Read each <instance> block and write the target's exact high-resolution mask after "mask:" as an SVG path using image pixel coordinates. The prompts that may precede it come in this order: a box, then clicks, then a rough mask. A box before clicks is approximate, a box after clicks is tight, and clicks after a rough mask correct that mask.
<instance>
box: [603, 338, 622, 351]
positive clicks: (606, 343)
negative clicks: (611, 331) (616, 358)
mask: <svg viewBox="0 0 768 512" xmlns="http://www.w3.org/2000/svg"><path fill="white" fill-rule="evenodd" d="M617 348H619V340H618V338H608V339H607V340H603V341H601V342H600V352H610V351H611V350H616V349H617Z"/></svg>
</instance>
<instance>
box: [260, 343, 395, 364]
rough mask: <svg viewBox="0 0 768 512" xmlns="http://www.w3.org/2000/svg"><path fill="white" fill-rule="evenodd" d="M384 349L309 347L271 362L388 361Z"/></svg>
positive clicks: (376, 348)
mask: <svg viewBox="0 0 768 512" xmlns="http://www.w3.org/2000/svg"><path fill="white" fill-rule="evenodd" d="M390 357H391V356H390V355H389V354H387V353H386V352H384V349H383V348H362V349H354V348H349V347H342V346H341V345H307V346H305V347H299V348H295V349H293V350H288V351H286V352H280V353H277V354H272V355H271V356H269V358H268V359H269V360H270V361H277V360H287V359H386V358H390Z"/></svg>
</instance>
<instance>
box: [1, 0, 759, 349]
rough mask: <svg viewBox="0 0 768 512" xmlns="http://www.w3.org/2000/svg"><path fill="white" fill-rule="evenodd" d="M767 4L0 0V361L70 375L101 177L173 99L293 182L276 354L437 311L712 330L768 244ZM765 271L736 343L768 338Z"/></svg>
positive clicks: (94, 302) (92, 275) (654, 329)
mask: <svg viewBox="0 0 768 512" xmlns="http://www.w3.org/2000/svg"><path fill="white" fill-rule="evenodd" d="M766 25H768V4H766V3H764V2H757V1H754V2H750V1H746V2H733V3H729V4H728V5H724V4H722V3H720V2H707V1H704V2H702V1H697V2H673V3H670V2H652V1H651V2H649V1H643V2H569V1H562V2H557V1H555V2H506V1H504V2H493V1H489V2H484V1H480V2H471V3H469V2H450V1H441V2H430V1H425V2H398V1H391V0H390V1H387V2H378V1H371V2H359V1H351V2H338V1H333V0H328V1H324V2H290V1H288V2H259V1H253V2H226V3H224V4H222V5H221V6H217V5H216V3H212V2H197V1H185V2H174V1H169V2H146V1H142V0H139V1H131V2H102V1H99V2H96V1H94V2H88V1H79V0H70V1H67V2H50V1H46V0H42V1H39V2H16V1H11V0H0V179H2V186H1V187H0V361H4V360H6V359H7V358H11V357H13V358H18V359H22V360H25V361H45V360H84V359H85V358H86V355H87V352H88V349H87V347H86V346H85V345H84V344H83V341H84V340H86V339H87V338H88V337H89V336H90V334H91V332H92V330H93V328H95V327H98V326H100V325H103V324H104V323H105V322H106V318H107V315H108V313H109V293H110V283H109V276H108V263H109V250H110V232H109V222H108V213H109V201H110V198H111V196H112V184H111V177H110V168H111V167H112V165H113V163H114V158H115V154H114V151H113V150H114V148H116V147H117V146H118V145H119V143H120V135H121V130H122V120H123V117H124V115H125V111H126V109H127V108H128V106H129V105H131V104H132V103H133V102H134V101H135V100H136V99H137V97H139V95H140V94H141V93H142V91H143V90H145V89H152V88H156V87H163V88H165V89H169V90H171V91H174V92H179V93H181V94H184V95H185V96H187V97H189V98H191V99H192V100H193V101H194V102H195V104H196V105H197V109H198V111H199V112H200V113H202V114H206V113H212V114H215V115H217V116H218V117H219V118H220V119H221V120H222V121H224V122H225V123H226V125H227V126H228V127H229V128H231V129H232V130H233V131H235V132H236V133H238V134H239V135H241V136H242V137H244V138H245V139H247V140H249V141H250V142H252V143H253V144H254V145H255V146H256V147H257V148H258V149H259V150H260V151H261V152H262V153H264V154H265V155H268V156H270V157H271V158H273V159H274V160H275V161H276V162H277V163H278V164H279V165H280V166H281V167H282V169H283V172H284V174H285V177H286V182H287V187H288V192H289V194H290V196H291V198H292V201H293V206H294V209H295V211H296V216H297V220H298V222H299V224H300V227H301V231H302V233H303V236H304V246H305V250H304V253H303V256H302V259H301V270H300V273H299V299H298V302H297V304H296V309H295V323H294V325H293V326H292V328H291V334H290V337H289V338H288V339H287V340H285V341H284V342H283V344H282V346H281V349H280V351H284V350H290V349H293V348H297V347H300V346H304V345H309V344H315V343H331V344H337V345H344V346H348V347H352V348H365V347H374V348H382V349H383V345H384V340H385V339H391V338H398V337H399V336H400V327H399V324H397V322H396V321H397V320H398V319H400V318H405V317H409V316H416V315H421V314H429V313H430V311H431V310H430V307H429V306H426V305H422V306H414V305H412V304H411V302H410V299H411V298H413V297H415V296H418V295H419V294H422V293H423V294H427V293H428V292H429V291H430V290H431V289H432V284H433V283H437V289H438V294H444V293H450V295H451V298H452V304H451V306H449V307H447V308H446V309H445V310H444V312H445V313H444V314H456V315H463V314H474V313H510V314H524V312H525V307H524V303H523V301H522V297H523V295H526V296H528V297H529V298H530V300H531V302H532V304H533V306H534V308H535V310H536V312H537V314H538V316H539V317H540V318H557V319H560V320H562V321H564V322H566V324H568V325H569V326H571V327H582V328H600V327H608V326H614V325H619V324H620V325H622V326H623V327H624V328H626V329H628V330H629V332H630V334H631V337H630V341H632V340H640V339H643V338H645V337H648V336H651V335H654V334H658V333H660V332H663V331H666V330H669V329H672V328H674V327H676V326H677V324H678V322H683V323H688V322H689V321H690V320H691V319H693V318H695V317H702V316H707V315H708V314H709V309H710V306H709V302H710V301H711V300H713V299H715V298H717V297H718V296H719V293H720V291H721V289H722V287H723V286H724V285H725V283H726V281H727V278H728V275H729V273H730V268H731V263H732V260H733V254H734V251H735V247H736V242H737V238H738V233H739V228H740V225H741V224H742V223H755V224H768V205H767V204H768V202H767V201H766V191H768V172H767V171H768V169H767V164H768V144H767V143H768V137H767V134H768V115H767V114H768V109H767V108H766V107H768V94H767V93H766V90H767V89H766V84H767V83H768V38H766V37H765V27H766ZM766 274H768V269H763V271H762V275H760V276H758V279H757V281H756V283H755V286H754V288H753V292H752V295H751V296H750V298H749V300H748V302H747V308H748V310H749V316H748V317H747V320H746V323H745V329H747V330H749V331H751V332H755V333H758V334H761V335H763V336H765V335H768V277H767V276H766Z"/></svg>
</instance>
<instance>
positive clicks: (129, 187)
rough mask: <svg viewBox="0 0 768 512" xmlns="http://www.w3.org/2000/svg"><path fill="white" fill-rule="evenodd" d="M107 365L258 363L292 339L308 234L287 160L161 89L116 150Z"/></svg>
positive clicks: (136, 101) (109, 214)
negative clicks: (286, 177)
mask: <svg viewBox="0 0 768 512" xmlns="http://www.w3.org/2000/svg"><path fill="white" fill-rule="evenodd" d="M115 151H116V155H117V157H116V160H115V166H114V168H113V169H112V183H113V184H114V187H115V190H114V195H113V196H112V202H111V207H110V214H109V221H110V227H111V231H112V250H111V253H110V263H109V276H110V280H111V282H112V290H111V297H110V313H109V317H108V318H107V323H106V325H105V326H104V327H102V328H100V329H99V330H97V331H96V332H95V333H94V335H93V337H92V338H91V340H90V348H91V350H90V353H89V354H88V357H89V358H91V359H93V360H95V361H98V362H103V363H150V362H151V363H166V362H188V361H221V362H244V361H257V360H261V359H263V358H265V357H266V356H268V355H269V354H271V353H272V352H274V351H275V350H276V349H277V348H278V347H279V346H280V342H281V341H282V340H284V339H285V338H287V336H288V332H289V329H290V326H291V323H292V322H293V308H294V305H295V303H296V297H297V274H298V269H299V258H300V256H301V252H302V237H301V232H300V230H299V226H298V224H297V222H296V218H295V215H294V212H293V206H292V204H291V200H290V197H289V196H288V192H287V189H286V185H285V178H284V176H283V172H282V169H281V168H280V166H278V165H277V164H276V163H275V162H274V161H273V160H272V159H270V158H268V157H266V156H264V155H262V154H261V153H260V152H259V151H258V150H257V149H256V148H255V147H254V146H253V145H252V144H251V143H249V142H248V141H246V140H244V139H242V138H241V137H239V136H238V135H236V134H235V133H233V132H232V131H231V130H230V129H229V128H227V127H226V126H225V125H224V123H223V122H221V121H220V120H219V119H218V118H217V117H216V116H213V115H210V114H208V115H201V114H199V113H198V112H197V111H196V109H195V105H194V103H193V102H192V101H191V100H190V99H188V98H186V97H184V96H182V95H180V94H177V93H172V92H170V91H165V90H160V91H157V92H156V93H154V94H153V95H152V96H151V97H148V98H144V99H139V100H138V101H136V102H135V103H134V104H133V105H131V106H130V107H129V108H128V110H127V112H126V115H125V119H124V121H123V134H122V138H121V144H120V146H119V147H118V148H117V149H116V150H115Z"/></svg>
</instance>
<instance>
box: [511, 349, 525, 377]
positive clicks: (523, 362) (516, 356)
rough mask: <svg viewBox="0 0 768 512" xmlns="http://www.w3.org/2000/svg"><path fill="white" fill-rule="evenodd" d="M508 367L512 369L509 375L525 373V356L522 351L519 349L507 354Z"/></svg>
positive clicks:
* * *
Rewrite the stretch from the start of the records through the line containing "box: [603, 338, 622, 351]", changing "rough mask" to "coarse mask" and keeping everything else the same. Return only those lines.

Read each <instance> block and write the target's exact high-resolution mask after "mask:" as an SVG path using image pixel coordinates. The prompts that may precede it come in this order: a box, then clicks, then a coarse mask. A box before clicks is approximate, a box after clicks is tight, and clicks after a coarse mask correct that mask.
<instance>
box: [603, 338, 622, 351]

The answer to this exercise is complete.